Task instructions | Report every line of the records below that includes the string "center".

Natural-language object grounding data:
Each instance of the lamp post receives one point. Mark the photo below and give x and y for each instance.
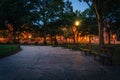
(77, 23)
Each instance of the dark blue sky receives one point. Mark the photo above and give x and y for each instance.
(79, 5)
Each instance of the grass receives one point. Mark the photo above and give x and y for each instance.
(6, 50)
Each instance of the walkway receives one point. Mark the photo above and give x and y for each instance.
(53, 63)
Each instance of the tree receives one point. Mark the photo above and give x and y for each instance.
(89, 24)
(101, 9)
(47, 11)
(14, 12)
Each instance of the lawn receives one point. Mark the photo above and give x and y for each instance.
(6, 50)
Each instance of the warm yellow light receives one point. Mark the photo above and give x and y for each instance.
(30, 36)
(77, 23)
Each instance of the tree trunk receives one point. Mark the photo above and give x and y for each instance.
(100, 29)
(109, 37)
(44, 34)
(100, 24)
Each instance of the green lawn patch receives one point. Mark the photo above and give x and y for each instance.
(6, 50)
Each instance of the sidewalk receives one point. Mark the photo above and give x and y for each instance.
(54, 63)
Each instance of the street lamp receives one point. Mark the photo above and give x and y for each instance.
(77, 23)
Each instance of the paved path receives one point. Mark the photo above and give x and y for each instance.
(52, 63)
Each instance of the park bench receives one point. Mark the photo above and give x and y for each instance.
(105, 55)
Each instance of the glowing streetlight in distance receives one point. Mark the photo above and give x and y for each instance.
(77, 23)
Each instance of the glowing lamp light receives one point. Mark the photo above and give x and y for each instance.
(77, 23)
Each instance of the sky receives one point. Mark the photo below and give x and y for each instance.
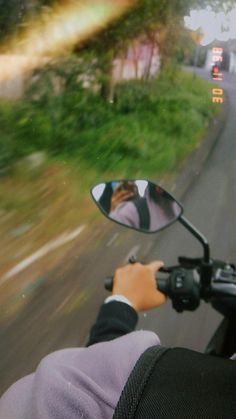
(215, 26)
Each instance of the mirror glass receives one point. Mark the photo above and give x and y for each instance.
(139, 204)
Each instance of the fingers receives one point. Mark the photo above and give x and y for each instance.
(155, 265)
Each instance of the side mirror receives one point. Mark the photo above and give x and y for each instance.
(138, 204)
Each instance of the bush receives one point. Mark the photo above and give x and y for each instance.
(150, 125)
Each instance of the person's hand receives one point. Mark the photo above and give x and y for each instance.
(137, 283)
(122, 193)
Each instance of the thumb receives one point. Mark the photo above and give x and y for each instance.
(155, 265)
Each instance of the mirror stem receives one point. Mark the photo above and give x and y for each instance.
(198, 236)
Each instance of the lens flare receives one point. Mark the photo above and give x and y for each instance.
(56, 31)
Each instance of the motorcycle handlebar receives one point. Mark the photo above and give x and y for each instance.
(184, 287)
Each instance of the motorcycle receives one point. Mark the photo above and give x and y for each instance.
(146, 207)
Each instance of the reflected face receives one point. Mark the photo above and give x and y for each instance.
(138, 204)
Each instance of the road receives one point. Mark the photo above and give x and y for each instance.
(60, 312)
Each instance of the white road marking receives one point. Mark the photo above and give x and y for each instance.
(52, 245)
(113, 238)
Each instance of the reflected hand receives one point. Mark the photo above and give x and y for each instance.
(120, 196)
(137, 283)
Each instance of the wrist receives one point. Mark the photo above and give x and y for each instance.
(120, 298)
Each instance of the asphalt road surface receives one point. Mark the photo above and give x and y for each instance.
(60, 312)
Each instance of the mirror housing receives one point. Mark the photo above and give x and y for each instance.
(138, 204)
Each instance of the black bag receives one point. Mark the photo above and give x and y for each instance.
(179, 383)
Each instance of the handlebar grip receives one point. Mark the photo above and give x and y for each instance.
(108, 283)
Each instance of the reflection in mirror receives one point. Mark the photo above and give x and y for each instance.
(138, 204)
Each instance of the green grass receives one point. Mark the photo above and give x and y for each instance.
(148, 130)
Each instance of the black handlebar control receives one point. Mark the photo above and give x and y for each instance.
(182, 286)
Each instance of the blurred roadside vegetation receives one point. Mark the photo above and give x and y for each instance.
(147, 131)
(145, 128)
(149, 127)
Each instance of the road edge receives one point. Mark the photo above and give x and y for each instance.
(195, 162)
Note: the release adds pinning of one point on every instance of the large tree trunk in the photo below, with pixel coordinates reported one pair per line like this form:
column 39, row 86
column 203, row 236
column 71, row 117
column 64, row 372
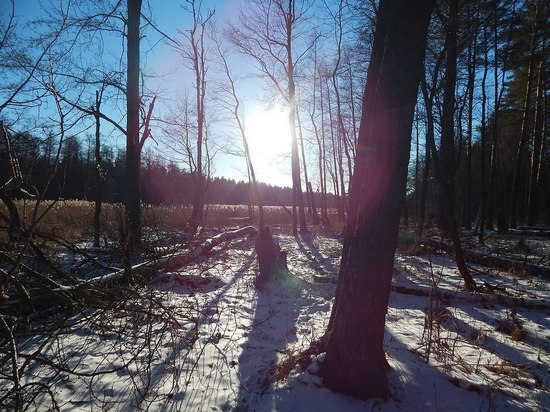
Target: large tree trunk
column 133, row 158
column 98, row 171
column 447, row 164
column 355, row 362
column 536, row 152
column 295, row 160
column 522, row 146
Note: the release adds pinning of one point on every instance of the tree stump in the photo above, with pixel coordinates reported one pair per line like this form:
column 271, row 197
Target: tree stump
column 271, row 259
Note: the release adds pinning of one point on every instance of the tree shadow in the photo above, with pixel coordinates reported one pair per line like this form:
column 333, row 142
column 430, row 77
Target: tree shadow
column 184, row 354
column 325, row 270
column 272, row 332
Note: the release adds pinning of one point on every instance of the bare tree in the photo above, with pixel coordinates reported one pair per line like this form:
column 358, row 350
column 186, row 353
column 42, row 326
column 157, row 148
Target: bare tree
column 268, row 32
column 355, row 362
column 194, row 52
column 233, row 103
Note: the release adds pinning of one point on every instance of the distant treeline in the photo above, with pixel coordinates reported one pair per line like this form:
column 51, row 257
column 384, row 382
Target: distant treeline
column 70, row 173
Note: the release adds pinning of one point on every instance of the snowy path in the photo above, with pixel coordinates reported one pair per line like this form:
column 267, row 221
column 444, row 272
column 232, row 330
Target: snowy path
column 221, row 349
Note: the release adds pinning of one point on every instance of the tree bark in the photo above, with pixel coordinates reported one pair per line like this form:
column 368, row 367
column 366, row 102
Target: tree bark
column 133, row 158
column 98, row 171
column 355, row 362
column 518, row 174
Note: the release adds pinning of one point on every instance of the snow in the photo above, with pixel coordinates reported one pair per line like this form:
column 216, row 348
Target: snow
column 217, row 343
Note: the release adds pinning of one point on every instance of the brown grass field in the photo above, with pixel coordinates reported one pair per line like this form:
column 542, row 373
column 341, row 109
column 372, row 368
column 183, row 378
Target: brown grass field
column 71, row 220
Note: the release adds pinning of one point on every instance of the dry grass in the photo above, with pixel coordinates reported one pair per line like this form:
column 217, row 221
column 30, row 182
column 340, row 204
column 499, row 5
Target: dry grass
column 72, row 219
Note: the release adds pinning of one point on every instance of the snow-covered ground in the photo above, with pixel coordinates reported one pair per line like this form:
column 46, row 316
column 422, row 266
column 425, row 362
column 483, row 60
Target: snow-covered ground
column 216, row 341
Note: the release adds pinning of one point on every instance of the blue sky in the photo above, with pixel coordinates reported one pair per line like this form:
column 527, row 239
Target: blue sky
column 170, row 79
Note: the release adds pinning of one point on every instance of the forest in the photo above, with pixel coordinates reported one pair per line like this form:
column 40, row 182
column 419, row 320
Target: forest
column 151, row 258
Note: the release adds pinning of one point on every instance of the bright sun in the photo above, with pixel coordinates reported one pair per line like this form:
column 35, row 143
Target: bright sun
column 268, row 133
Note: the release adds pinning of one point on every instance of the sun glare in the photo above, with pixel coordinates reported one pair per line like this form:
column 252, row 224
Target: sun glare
column 268, row 133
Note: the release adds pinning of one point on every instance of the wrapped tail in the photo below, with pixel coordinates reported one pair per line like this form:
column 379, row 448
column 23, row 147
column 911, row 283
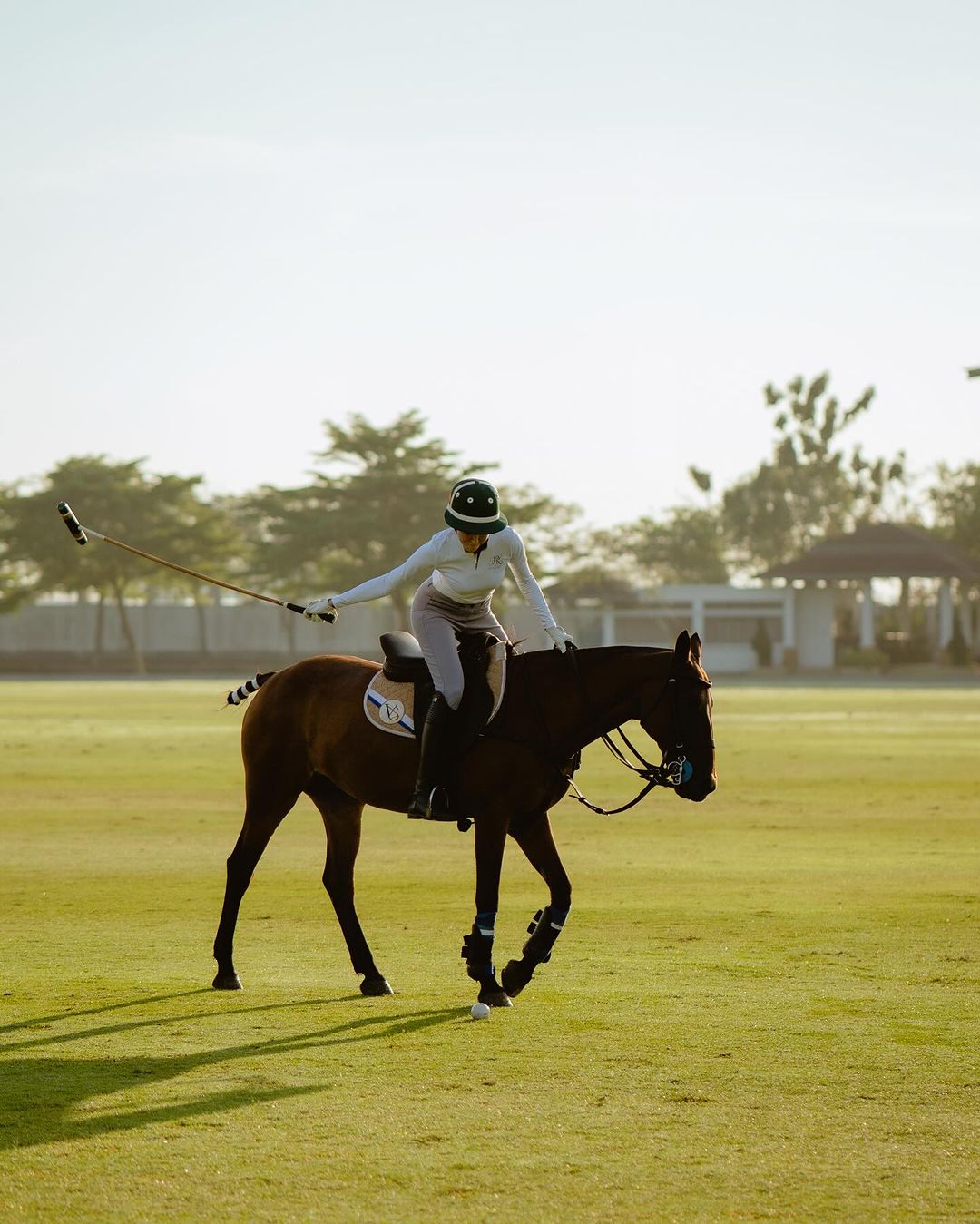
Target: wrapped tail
column 245, row 690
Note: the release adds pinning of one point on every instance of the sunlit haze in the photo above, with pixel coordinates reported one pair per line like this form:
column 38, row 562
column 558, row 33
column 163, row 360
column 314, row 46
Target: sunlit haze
column 578, row 238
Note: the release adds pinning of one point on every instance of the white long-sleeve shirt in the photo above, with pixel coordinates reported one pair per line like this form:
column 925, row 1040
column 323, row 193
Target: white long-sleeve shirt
column 460, row 575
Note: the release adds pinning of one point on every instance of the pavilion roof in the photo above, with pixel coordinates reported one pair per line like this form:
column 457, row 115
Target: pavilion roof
column 881, row 550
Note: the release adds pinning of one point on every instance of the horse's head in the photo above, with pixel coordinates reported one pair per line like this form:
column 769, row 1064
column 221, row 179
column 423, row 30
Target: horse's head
column 681, row 720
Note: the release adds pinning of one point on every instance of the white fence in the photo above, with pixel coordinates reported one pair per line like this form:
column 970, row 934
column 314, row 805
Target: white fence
column 84, row 637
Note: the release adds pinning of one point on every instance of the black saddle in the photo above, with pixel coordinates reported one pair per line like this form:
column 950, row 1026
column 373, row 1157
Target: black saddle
column 405, row 662
column 403, row 658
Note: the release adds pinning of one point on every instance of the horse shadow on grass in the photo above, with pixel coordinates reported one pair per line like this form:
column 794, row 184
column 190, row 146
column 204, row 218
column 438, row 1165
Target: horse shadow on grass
column 53, row 1100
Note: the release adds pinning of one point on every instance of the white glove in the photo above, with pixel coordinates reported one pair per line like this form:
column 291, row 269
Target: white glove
column 559, row 637
column 320, row 610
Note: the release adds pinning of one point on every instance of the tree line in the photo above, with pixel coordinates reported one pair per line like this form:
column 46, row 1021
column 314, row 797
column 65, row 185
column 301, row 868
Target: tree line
column 369, row 502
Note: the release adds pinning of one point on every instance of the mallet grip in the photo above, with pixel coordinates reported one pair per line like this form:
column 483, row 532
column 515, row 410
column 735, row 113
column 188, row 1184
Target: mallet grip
column 73, row 523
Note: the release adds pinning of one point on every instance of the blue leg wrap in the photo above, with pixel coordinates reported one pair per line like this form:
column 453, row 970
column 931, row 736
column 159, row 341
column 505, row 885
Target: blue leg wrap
column 544, row 929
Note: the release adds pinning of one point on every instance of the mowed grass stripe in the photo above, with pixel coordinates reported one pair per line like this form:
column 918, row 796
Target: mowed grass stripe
column 761, row 1006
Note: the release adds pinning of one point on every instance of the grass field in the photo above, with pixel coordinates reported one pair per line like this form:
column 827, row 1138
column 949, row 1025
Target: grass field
column 762, row 1006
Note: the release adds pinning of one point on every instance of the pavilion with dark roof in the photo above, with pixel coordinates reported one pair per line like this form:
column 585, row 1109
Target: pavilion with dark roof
column 884, row 550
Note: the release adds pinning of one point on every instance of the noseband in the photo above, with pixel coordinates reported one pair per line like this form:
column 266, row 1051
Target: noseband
column 671, row 771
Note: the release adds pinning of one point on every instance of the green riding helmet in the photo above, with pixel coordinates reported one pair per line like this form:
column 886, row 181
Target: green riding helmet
column 475, row 507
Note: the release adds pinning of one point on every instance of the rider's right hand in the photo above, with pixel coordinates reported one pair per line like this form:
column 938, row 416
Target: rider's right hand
column 320, row 610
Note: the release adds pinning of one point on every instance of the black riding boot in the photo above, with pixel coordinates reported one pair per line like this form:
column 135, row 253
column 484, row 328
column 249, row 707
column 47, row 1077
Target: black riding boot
column 436, row 732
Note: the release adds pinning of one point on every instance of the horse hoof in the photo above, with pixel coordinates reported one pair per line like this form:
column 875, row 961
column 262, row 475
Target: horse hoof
column 514, row 978
column 376, row 986
column 495, row 998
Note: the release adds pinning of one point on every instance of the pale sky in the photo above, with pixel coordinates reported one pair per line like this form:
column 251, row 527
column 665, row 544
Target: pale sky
column 578, row 237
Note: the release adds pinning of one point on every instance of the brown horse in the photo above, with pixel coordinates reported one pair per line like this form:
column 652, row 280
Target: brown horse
column 305, row 732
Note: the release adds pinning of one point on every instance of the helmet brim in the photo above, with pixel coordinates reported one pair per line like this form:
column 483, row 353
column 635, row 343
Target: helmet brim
column 473, row 528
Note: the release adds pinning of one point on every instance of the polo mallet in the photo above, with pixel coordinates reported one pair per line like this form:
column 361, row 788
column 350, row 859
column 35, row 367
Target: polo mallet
column 83, row 534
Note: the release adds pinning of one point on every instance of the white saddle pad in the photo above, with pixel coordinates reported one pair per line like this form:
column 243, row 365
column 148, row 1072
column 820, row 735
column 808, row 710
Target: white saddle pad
column 389, row 705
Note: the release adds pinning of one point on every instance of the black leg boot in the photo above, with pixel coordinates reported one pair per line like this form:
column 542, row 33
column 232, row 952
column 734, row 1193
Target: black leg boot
column 436, row 733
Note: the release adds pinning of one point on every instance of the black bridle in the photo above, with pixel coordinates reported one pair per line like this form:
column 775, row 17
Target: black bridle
column 670, row 772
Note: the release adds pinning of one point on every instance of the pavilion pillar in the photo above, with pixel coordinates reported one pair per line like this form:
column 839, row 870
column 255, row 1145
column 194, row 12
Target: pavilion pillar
column 905, row 610
column 963, row 611
column 945, row 614
column 789, row 624
column 867, row 641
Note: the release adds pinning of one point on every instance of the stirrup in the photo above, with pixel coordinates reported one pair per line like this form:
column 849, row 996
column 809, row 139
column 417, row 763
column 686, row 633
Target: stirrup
column 437, row 807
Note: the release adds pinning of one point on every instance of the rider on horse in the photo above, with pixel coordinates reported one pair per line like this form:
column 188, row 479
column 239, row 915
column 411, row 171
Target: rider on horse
column 463, row 574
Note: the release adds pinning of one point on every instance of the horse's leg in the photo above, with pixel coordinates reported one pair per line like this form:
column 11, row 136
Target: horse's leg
column 263, row 814
column 477, row 946
column 536, row 841
column 341, row 821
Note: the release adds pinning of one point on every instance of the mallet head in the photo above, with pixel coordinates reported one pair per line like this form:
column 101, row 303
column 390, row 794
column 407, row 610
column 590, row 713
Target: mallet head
column 71, row 523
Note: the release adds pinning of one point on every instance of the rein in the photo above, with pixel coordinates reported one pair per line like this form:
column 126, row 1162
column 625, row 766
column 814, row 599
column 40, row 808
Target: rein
column 668, row 772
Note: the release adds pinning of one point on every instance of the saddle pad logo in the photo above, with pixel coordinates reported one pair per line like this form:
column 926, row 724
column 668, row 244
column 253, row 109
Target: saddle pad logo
column 390, row 711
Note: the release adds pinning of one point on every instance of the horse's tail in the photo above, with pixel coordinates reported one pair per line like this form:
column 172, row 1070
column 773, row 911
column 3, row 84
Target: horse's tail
column 245, row 690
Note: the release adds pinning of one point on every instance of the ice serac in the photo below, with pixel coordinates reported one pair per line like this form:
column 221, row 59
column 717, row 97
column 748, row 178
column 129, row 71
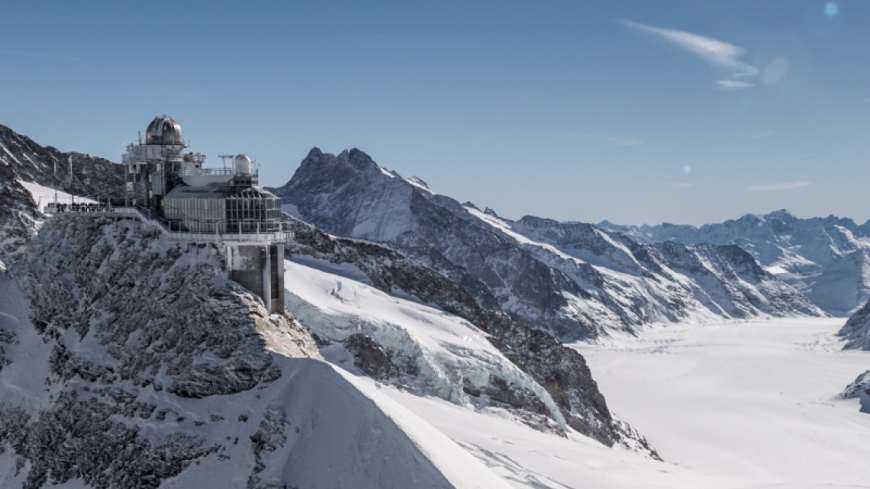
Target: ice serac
column 859, row 389
column 572, row 279
column 128, row 360
column 856, row 331
column 826, row 258
column 461, row 352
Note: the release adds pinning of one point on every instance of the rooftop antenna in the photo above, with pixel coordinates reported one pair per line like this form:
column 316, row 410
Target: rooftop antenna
column 55, row 182
column 71, row 195
column 225, row 158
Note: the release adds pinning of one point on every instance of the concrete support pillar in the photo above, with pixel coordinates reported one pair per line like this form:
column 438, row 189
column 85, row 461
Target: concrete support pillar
column 260, row 269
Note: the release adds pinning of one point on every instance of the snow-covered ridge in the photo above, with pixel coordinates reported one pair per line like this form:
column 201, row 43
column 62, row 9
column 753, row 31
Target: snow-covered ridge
column 856, row 331
column 827, row 258
column 432, row 352
column 574, row 279
column 155, row 370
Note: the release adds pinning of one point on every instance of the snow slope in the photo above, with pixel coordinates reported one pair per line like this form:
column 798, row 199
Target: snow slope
column 573, row 280
column 42, row 195
column 759, row 400
column 450, row 356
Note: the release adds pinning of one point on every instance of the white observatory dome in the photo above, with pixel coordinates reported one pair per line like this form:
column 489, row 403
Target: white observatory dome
column 242, row 165
column 163, row 131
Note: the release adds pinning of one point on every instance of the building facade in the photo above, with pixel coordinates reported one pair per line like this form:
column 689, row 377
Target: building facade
column 171, row 185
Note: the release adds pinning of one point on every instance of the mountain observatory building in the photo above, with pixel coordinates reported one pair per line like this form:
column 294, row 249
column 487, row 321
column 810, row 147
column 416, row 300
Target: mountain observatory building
column 168, row 183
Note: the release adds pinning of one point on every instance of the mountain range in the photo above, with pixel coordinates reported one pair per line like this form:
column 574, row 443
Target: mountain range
column 826, row 258
column 129, row 360
column 575, row 280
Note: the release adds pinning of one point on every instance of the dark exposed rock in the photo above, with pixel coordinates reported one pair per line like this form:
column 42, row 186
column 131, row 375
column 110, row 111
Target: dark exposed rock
column 25, row 160
column 561, row 370
column 572, row 279
column 859, row 389
column 371, row 358
column 78, row 438
column 856, row 331
column 823, row 257
column 122, row 313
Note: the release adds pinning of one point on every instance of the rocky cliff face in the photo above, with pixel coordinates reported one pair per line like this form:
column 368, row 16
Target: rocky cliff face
column 560, row 370
column 859, row 389
column 826, row 258
column 107, row 331
column 856, row 331
column 575, row 280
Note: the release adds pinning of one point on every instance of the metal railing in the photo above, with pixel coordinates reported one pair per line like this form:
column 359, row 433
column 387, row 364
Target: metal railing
column 254, row 232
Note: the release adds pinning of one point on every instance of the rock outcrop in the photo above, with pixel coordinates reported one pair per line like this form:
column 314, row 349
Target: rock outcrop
column 826, row 258
column 572, row 279
column 856, row 331
column 562, row 371
column 108, row 328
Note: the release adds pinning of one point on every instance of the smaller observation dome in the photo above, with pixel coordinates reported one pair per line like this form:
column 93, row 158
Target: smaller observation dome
column 163, row 131
column 242, row 165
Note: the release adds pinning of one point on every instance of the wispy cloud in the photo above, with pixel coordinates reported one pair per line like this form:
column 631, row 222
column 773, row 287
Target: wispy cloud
column 625, row 142
column 720, row 54
column 734, row 84
column 38, row 55
column 777, row 187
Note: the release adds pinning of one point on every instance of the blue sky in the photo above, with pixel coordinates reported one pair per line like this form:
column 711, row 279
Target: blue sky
column 679, row 111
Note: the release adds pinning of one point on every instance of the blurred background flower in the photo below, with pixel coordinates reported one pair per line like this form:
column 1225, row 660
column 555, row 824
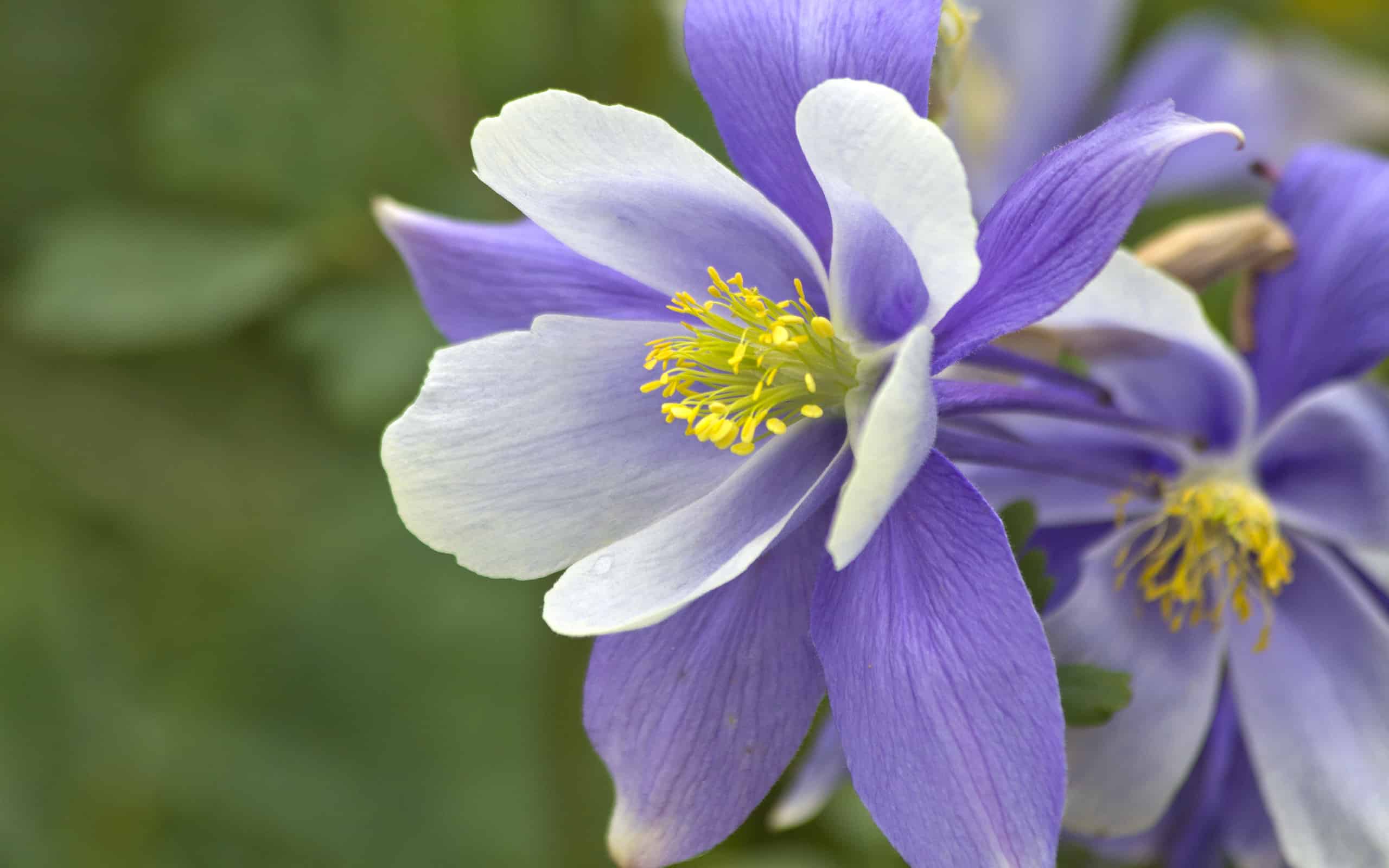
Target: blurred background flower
column 220, row 645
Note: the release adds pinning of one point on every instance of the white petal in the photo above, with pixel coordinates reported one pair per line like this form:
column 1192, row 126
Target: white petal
column 894, row 430
column 527, row 450
column 627, row 191
column 652, row 574
column 867, row 138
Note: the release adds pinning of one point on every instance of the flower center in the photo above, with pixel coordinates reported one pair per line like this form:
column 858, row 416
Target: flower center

Answer to this problem |
Note: the release adds pinning of one point on every instance of the flower center in the photo above, with pixel coordinates reported one pair per line like this form:
Target: flower center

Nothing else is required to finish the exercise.